• **Items**:
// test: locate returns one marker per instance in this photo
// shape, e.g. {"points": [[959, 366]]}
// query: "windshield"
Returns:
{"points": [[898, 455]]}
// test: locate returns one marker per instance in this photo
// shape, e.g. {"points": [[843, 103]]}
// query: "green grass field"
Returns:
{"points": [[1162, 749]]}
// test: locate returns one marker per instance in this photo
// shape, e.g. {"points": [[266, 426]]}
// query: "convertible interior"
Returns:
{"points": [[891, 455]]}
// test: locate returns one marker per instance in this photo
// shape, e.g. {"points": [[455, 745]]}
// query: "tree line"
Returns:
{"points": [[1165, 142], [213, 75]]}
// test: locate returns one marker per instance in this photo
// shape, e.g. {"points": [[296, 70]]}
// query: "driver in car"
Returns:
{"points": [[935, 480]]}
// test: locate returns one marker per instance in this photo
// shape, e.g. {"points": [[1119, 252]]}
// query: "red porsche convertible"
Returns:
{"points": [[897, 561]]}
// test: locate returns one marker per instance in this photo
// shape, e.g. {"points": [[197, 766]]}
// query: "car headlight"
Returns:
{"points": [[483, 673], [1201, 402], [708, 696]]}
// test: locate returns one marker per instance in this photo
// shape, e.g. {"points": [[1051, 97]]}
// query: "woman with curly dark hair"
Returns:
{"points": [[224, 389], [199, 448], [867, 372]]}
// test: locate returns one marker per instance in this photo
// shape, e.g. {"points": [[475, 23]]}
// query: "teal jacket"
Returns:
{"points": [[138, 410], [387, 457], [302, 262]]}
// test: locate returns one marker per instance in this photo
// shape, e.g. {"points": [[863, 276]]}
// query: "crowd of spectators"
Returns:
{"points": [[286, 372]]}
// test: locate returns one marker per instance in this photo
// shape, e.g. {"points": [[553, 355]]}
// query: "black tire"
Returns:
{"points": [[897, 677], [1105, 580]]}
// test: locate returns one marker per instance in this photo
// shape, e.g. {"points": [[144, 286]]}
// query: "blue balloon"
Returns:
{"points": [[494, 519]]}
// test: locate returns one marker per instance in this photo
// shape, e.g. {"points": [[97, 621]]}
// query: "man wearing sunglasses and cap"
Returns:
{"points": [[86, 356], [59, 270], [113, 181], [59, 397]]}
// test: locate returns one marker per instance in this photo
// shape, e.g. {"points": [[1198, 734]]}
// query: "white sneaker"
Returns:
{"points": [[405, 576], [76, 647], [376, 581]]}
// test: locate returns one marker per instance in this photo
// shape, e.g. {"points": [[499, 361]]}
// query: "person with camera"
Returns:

• **Set problem**: Return every entry exactly as given.

• **Written answer**:
// test: locate returns one marker per instance in this photo
// shape, e.g. {"points": [[959, 366]]}
// query: "windshield"
Returns:
{"points": [[898, 455]]}
// test: locate returns one marker per instance in this photo
// shape, e.g. {"points": [[843, 103]]}
// query: "green grass field"
Returns:
{"points": [[1162, 749]]}
// test: locate returns one marker per instance in this photo
// shape, e.g. {"points": [[266, 426]]}
// query: "convertible interior"
Returns:
{"points": [[891, 455]]}
// test: locate returns one marker per instance in this photo
// shape, e.g. {"points": [[455, 745]]}
// query: "tree line"
Returns:
{"points": [[1165, 142], [213, 75]]}
// test: locate returns one marker per instance in this photo
// shape, e.g. {"points": [[296, 70]]}
// query: "driver in car"
Returns:
{"points": [[935, 480]]}
// test: locate returns one marker per instance in this photo
// shape, e.g. {"points": [[1119, 252]]}
// query: "red porsche convertible"
Returns:
{"points": [[897, 561]]}
// test: locate returns one marker per instance in this photo
// shape, e.g. {"points": [[197, 766]]}
// query: "car headlight"
Returns:
{"points": [[483, 673], [1201, 402], [708, 696]]}
// test: locate returns one marker per instance in this photo
// shape, e.g. {"points": [[1051, 97]]}
// query: "woman with curly dark hair"
Returns:
{"points": [[224, 389], [199, 448], [867, 372]]}
// test: locate returns one marker per instance in this photo
// shape, e.g. {"points": [[475, 23]]}
// query: "teal jacket"
Returns:
{"points": [[138, 410], [387, 457], [302, 262]]}
// test: locate returns one marker per instance in this photo
// shape, e.g. {"points": [[863, 276]]}
// query: "crowd of spectators"
Returns:
{"points": [[286, 372]]}
// test: locate returns one marker per instance in this photo
// shape, e.g. {"points": [[553, 355]]}
// query: "black tire"
Returns:
{"points": [[897, 677], [1105, 580]]}
// test: locate returns one marker per instance in this photo
// shape, e.g. {"points": [[144, 286]]}
// query: "blue balloon"
Returns:
{"points": [[494, 519]]}
// test: locate returns one marker per instance in this photo
// shape, e.g. {"points": [[97, 621]]}
// query: "man wearing sunglasses and cap"
Returns:
{"points": [[86, 356], [59, 270], [113, 181], [59, 397]]}
// test: locate returns one marker per instance in this photo
// shape, e.g. {"points": [[1198, 734]]}
// query: "white sneaker"
Returns:
{"points": [[405, 576], [76, 647], [376, 581]]}
// test: locate returns one marker per instance in this photo
// shape, e.g. {"points": [[499, 361]]}
// query: "person with camera"
Returns:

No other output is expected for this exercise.